━━ GIVEN DATA ━━

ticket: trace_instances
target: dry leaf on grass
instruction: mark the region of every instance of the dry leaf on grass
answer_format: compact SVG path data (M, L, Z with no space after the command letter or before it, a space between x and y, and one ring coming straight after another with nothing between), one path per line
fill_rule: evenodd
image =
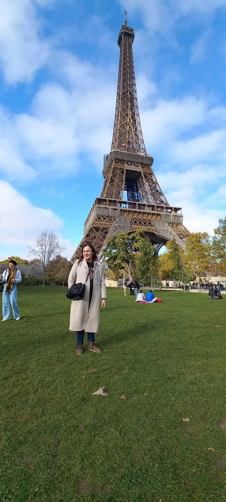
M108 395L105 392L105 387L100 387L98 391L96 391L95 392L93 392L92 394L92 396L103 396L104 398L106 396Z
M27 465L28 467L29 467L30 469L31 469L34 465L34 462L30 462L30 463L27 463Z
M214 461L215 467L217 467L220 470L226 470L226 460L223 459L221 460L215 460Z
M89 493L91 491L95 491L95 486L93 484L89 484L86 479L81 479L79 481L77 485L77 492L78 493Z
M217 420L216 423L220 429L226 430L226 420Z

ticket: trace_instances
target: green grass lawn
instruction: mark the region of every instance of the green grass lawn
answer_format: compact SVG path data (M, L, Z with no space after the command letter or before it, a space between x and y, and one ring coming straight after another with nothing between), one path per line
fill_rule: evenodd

━━━
━━ GIVEN DATA ━━

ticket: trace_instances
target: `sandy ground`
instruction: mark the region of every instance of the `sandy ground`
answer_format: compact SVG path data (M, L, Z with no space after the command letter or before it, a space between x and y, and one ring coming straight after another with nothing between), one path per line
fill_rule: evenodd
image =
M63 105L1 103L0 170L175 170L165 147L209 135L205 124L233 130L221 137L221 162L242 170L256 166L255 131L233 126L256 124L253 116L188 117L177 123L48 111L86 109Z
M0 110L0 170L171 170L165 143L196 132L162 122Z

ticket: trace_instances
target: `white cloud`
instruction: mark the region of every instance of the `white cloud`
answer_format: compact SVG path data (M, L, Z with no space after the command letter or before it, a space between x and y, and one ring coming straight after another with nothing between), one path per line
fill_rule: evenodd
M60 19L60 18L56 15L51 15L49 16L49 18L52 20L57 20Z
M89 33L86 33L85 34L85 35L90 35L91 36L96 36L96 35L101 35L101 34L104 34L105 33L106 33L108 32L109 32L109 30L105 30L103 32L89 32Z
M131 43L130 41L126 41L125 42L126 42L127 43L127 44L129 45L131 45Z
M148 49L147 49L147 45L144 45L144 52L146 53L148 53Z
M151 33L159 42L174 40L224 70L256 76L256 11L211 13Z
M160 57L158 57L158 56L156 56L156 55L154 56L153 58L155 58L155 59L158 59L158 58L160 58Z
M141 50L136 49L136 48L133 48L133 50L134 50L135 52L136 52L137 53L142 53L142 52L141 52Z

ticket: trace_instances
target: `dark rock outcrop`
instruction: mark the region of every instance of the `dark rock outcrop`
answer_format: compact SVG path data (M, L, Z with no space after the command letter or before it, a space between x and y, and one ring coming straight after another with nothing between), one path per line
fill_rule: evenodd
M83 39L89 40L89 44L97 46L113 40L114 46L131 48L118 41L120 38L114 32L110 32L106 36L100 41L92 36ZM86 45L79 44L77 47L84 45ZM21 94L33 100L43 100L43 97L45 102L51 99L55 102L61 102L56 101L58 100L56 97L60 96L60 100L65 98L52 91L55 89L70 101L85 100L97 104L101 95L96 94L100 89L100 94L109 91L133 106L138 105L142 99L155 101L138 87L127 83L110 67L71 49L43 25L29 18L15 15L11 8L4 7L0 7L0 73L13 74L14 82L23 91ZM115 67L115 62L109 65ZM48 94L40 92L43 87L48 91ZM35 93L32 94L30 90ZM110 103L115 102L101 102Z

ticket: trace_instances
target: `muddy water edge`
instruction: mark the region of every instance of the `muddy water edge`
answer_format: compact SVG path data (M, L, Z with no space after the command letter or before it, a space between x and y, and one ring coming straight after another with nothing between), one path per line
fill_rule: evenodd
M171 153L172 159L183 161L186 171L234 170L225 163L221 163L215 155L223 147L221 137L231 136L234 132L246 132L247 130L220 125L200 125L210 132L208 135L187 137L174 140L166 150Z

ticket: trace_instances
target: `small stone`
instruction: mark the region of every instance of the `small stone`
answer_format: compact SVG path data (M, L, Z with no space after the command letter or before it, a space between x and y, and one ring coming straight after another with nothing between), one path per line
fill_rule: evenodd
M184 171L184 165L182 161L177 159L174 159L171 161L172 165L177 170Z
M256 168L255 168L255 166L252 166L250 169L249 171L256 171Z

━━━
━━ GIVEN DATA ━━

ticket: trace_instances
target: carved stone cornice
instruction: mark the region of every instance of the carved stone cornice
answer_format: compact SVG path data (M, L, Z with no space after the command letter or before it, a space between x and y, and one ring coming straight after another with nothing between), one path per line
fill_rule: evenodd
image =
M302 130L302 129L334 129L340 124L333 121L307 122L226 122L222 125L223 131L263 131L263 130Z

━━━

AIM OF THE EXERCISE: Find each line in the rows above that contains the string "outcrop", treating uppercase and lowercase as different, and copy those lines out in full.

THE COMPLETED TASK:
target: `dark rock outcrop`
instruction: mark the region of every instance of the `dark rock outcrop`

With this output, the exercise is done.